> _Problem description_
Identify the line in which "Could you kindly indicate each instance of the red sign" appears, then reproduce that line and all remaining lines of the records word for word.

> _Items_
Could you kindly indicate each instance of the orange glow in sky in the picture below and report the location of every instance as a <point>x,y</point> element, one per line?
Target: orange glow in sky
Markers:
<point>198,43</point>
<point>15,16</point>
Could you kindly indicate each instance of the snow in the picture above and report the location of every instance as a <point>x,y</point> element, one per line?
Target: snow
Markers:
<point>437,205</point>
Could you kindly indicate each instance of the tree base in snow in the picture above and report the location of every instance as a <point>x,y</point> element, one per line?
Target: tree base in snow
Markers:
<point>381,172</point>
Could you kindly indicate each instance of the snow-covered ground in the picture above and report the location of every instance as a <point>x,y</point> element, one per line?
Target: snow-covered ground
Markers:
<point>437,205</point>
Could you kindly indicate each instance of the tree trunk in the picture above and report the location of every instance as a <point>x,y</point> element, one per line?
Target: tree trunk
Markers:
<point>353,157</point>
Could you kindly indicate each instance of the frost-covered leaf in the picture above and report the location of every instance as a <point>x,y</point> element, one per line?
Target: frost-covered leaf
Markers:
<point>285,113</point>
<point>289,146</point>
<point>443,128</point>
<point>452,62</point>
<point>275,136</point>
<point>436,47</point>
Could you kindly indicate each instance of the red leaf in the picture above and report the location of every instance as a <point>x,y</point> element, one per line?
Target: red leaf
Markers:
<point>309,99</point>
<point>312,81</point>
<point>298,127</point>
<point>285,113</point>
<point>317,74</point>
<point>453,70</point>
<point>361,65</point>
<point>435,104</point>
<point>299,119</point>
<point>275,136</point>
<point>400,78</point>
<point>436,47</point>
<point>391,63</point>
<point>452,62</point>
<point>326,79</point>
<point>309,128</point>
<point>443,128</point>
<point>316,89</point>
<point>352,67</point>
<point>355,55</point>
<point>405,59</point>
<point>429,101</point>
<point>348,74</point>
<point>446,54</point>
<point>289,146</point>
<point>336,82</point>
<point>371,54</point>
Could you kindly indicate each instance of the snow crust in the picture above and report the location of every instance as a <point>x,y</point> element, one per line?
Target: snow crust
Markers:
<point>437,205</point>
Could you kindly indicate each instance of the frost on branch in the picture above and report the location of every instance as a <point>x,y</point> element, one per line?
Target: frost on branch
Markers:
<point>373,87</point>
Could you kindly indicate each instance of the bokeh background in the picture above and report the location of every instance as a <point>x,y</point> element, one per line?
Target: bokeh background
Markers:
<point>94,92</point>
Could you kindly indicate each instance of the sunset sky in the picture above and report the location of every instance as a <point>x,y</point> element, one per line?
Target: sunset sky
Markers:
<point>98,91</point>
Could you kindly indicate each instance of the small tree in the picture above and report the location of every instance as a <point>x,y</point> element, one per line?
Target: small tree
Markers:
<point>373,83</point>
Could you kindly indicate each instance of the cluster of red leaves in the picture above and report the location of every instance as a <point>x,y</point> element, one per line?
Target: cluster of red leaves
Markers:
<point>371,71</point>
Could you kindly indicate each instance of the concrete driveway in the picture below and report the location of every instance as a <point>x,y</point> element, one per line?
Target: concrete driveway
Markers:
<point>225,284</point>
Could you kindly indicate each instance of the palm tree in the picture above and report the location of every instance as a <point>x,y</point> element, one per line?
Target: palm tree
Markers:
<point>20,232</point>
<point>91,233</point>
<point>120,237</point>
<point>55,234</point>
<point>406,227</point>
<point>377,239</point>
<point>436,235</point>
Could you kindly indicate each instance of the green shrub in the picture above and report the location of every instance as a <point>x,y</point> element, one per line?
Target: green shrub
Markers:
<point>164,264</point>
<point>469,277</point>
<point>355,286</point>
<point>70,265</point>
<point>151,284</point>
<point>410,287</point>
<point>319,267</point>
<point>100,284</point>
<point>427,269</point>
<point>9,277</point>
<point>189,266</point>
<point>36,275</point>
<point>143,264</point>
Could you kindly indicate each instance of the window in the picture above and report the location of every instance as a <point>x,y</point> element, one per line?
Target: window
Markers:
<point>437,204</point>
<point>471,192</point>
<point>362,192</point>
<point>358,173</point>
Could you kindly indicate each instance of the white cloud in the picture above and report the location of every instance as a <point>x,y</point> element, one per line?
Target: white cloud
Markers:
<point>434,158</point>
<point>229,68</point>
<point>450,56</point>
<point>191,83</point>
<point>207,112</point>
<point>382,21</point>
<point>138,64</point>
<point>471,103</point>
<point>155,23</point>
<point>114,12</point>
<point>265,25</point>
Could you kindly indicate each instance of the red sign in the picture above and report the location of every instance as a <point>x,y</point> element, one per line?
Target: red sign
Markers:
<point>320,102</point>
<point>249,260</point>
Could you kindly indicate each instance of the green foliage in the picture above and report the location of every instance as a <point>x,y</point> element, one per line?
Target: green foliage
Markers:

> _Response to this exercise_
Could you kindly indicate each instance of the red sign in the picture above and report the location of every instance as a <point>x,y</point> element, one per line?
Target: red sign
Markers:
<point>320,102</point>
<point>249,260</point>
Could you kindly indicate each instance of the green foliage in the picture above and report the location of every instance as a <point>x,y</point> element, one per line?
Target: green foliage
Markers:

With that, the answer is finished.